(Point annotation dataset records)
────────────────────

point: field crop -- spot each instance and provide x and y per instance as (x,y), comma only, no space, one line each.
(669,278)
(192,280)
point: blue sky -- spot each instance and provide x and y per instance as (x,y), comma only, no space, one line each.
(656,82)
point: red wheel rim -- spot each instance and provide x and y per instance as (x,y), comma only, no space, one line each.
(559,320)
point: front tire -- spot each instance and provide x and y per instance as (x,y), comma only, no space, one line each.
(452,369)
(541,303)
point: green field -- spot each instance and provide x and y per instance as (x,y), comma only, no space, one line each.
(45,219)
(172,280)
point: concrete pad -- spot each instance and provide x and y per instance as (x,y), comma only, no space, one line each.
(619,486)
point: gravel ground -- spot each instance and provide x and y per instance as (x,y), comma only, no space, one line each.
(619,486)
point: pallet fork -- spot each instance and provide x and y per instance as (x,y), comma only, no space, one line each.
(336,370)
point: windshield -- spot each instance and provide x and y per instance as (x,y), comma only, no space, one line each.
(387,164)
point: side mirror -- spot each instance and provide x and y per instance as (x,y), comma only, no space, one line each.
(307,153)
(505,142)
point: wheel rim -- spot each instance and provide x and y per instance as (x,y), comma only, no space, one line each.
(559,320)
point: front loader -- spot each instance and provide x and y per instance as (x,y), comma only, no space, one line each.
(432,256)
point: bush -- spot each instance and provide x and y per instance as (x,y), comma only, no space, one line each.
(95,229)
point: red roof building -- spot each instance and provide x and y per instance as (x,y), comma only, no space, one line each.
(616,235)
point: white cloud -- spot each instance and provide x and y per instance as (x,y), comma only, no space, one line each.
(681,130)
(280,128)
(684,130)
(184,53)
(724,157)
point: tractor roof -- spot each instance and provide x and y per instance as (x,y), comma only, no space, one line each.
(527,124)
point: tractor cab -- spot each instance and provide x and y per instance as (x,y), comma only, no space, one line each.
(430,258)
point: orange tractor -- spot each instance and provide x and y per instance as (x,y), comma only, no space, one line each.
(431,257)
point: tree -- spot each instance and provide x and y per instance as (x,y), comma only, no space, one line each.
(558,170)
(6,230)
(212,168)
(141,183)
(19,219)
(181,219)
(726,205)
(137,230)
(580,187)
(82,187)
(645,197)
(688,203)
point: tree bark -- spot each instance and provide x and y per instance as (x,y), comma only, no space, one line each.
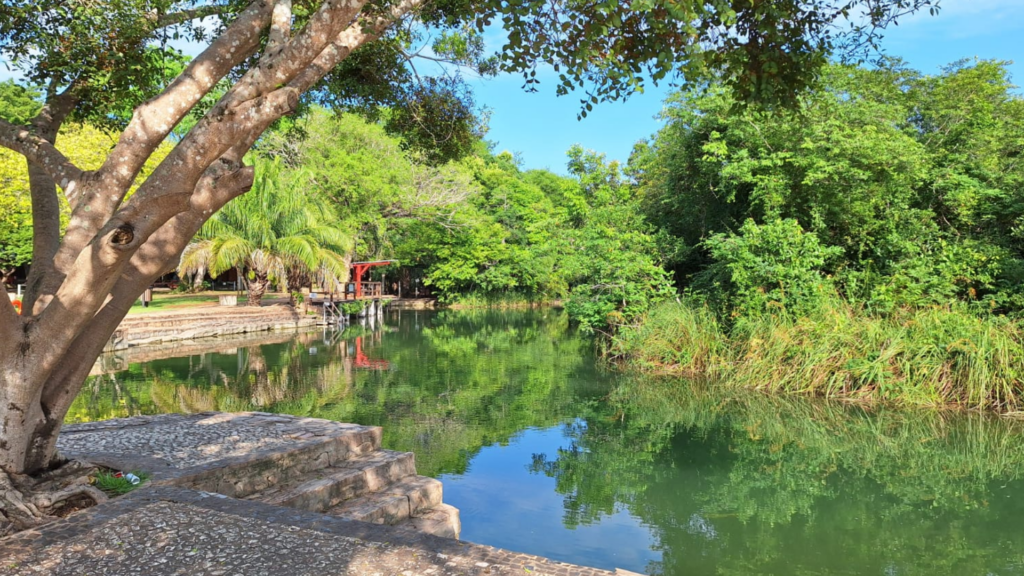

────────────────────

*Exercise requirements*.
Copy the rows word for word, starting with the line that contains "point: side mirror" and continuing through the last row. Leave any pictures out of your copy.

*Solution to this exercise*.
point: side mirror -- spot each instance and provide x and y per instance as (x,y), comma only, no space, one line each.
(307,153)
(505,142)
point: wheel rim -- spot each instance and provide x and y per instance as (x,y), comma only, no space, one line each.
(559,320)
point: front loader -- spot each instance and provide x and y per instance as (x,y), comma only, no space, one line each.
(432,256)
point: bush -- spot each instance and provide x and y per instance as (x,y), comma only, no space, one line each.
(95,229)
point: red roof building -- spot each instance and provide x and y per instance as (x,y), comma only, no space, one line each.
(616,235)
point: white cloud -- spot each instance and provide x and y per instance as (x,y), comma only, no space, one line each.
(681,130)
(280,128)
(684,130)
(184,53)
(724,157)
point: tractor roof -- spot each instance and provide x and y per instance as (x,y), comma only, no space, one line each.
(527,124)
point: tractor cab -- spot each instance and provide x and y per instance as (x,y), comma only, no space, one line each.
(430,258)
point: orange tractor -- spot each instance and provide x and y per instance as (x,y), comma only, no space, one line each.
(431,257)
point: tree -- spot each instance and provide x and y per instance as (x,y), comma only, no space, one line each.
(558,170)
(6,230)
(212,168)
(141,183)
(19,219)
(181,219)
(726,205)
(137,230)
(580,187)
(82,187)
(645,197)
(688,203)
point: tree bark -- spot each instance and provide x and y per instance as (x,y), comma only, no space, one line each.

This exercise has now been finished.